[Point labeling examples]
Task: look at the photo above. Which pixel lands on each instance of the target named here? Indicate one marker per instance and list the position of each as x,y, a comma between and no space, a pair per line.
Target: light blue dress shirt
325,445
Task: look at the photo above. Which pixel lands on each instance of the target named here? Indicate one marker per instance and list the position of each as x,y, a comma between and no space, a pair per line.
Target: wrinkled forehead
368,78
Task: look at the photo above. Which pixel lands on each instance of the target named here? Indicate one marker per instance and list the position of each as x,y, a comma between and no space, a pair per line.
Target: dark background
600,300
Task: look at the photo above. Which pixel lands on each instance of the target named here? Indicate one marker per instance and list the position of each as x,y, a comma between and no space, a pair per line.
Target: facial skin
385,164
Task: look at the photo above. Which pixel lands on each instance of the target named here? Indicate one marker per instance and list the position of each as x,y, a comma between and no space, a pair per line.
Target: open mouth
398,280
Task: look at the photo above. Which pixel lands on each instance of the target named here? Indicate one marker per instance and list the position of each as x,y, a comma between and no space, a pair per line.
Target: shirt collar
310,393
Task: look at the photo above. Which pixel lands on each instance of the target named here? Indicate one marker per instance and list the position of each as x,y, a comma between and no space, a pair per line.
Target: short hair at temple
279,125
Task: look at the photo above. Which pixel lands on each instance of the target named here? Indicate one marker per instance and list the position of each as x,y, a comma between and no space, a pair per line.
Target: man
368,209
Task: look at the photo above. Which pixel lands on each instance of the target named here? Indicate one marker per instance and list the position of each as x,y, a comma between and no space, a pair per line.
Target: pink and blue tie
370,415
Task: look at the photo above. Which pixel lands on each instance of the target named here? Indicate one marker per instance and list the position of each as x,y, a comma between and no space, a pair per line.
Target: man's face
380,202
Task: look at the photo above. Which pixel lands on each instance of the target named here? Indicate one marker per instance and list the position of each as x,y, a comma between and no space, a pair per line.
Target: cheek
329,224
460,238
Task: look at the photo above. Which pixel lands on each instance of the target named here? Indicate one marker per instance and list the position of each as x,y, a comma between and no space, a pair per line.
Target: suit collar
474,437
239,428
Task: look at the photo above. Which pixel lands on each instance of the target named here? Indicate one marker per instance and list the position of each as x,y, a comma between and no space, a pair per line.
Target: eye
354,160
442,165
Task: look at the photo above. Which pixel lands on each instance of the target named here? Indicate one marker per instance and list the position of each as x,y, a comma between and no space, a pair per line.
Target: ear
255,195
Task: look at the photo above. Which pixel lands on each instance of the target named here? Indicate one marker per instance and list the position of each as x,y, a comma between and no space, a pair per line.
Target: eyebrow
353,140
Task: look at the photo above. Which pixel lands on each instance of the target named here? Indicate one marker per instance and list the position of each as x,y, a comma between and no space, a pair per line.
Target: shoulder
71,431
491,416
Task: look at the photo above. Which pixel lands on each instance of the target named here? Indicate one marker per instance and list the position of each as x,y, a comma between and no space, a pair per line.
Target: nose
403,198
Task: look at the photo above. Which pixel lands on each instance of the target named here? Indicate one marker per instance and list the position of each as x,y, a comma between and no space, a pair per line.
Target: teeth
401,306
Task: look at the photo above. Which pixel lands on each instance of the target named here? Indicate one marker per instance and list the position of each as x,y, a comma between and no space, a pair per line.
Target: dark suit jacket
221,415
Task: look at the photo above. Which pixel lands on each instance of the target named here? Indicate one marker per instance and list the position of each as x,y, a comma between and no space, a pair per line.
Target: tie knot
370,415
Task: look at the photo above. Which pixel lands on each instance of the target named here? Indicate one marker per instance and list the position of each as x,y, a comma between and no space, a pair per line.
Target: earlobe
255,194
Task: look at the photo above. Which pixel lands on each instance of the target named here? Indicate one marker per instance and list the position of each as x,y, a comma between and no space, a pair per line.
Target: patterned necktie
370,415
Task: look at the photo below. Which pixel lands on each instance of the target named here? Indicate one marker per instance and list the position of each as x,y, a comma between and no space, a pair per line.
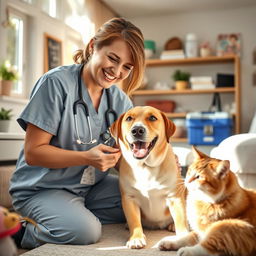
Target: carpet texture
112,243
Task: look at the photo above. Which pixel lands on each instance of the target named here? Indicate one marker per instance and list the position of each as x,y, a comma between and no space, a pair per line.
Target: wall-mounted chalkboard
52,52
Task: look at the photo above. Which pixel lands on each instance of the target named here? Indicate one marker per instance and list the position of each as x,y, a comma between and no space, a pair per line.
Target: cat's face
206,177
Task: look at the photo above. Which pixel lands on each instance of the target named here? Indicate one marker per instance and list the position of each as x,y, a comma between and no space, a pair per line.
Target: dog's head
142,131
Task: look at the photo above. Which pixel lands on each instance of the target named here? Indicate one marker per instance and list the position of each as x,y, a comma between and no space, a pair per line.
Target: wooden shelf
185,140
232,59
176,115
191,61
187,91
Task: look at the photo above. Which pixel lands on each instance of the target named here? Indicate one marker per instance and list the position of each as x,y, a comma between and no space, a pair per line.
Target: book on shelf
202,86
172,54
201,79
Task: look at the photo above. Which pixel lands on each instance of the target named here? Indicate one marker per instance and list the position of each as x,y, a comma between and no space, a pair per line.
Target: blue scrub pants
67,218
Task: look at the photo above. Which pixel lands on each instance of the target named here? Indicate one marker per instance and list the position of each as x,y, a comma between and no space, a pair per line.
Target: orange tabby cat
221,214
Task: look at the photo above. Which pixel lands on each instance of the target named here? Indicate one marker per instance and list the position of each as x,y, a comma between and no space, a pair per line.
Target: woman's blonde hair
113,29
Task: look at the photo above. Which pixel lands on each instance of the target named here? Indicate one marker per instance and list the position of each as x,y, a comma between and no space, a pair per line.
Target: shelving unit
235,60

◆ Problem to work on
Each record above is to be restated exactly, with its pictures removed from the copy.

◆ Solution for this task
Task: look at the photo above. Which pixel lands on each instance of the target named here? Indicate one marker per instance and list the position of each as x,y, a comma between and no space, a pair per line.
Target: light blue dress shirt
325,445
Task: look at the photo above. Which pixel lands on each instance of the target named here? Indicate one marker per instance and list the position of each as x,y, a comma between and no space, a pair per line.
Target: wrinkled forehead
368,78
Task: look at the photo above. Which pixel lands on each instance of the target named here? Indicate one marker per instance and list the position of each as x,y, a comma between and no space, a pair per line.
Target: dark background
600,300
Task: look at the photo above. Which pixel lands on each instance of the target named here? Indicate one marker per instance and list the position of each as x,y, a comma between and no space, a pair per line.
Target: facial skin
385,164
Task: look at the photo above. Which pixel lands on each instance of the target named here? Indicate one marker per instance and list the position of each as x,y, a comma between and no space, a pair per line.
Target: open mouth
398,280
Task: look at the photo above. Which pixel lands on each instance of the target named here? Indicate one marker per instance and list the position of each as x,y, a comma between and no space, a pair per line.
Target: shirt collar
310,393
Task: look at the photo above. Which pixel lands on each instance of the target named here? Indicate one marker per instance and list the position of each as x,y, a comma between and no space, a pair per line.
Target: short hair at temple
279,125
Task: look at the photo above. Which pixel lands on each instance of the target named here? Indicate one marker per instance and list the position of each as x,y, a comma between and no space, a pair per line.
Target: man
368,209
Task: look at the photo above. Which pixel lands on each instance of the target named here? Indicate one marker per instance and list the position of each as x,y, a comma between and no space, a pair per line.
Target: pink and blue tie
370,415
Task: look at the photo above. Which pixel lands on each instance of the target named here? Indicate one marker per instance and list the position of each as x,y, a comma between and no space, a pair per line.
Target: man's face
380,202
Task: look at the photo above. Which pixel lands on each instance of the target named here? Indicate one marker per instance and list the position of each as x,y, a comma between and no space, a pair per line.
Target: cheek
329,224
460,238
Task: look at the photo above. Which pixel lands on each instance of the target named here? Indicate one marker per instance and list the position of each as x,y, a comma between and no space, a pair per line.
Target: suit collar
474,437
239,428
Task: look at the photo above. Which pixel lands on each instance of the target named here? Indicate one marker per instance and list the position of each as x,y, a comma between and no space, a pair per line.
Target: eye
354,160
442,165
Task: look at the photo above. Which pixel lands on each instance of the target named here? Indicate one marker per instance and list the position of each as x,y, a comma between and no space, a pair per line.
Target: ear
255,195
Task: look at the photo above. Which pixel lands on each instance of the target named here? Indicate one marker per instance and list the position of each as x,y, a comma between and no space, a pair per line.
Target: eyebrow
353,140
Task: look at the photo above. Which pixel lands on each instance of the target named here? Indicate one marker per instance and list the position of each as x,y, a comma between and no space, a pair per line.
Target: shoulder
71,431
491,416
Task: look at the photo above. Which pixel lands on each instance of the target named here? Indicate one marker per instance and list the position of each as x,y, a comma between and no space, a pair per line.
Target: nose
403,198
Task: look at the photo above. Which pixel lands on each instance of the target named here? Indicate one marker per instance and list the position of each as x,y, a comma between and no space, a pair per line.
Target: teeth
401,306
Task: look at the photo above. Which pixel lands on each instance of the target named here? Indicate one marker per instance and list the position of each as x,y, a comma between and no space, a pair per line.
Target: dark suit jacket
221,415
Task: look at the photo above. Which pixel lands on each instance of the target named here? Indicate one marker per instance and list the position of each as x,y, a comma between and no space, a pair per line.
Target: tie knot
370,415
Task: look at the photo above. Which pixel lands on each instance of the target named here? Indicate one marker per instance and list the position of each as x,y, a comma between and no space, a pair per line.
Target: earlobe
255,194
Task: look at the photo above. Which pixel lands on each instance of the target named here? Indicate one marker per instance and list the position of each as x,y, a comma between and no space, a pair per line.
Target: patterned necktie
370,415
Task: look at the photo below. Which pixel lands on each instance of the target named here? Indicate one marker per instance and list the position of each as x,y, a comma between and no space, a pair per line.
Target: carpet texture
112,243
Task: look at the photo above. Which pixel lands on each instance of the target named here? Indicate one marker per instance and list the position of each as x,y, a comma between and no space, a pair per line.
Target: wall-mounted chalkboard
52,52
Task: look at the photo above. Which pixel lands on each instance of the target named here? Indicate one marker per instance and list the position of each as x,y, a comma between and no space, a pair per line.
Target: cat's face
206,177
Task: look at the photo above. Which pixel lands on each instance of the target named here? Indicate one marker per instance and list the position of each as x,y, a comma between and no space, a pair per line.
Target: dog's head
142,131
Task: look at the photo above. Which pixel lands on each instance of the target named here? Indicate one marker per instance and list the position of each as x,y, a comma between and no space, a pair per line.
Target: wooden shelf
185,140
232,59
176,115
191,61
187,91
Task: look at the photo above. Which pixel lands on each instance of the target named here? Indicate one marker per instance and list the position of each as x,y, a comma between and no space, a pair per line.
Target: book on shelf
202,86
172,54
201,79
Task: look at the photo above. Which pixel lands on each instance of the target named here? Indicate one marker per instance and list the position of each as x,y, a comma between and no space, a pair per line.
Target: blue scrub pants
67,218
Task: look at the photo above. Which pixel lands on each instance of the target named here? Indicate one marker per instance and list the position of each as x,y, a comma between and no space, a pair per line.
Target: orange tabby cat
221,214
Task: look at the photo above. Which pixel lands on each instance of the target named here? Indicate one marker per instance and list the position of each as x,y, a comma between and no space, a pair per line.
Target: woman's blonde hair
113,29
Task: look at the photo above. Which pixel lands on each instance of the target named here? Indicate one marker per instance and list the position of each as x,y, a comma between and no space, a pair per line.
Target: shelving unit
235,60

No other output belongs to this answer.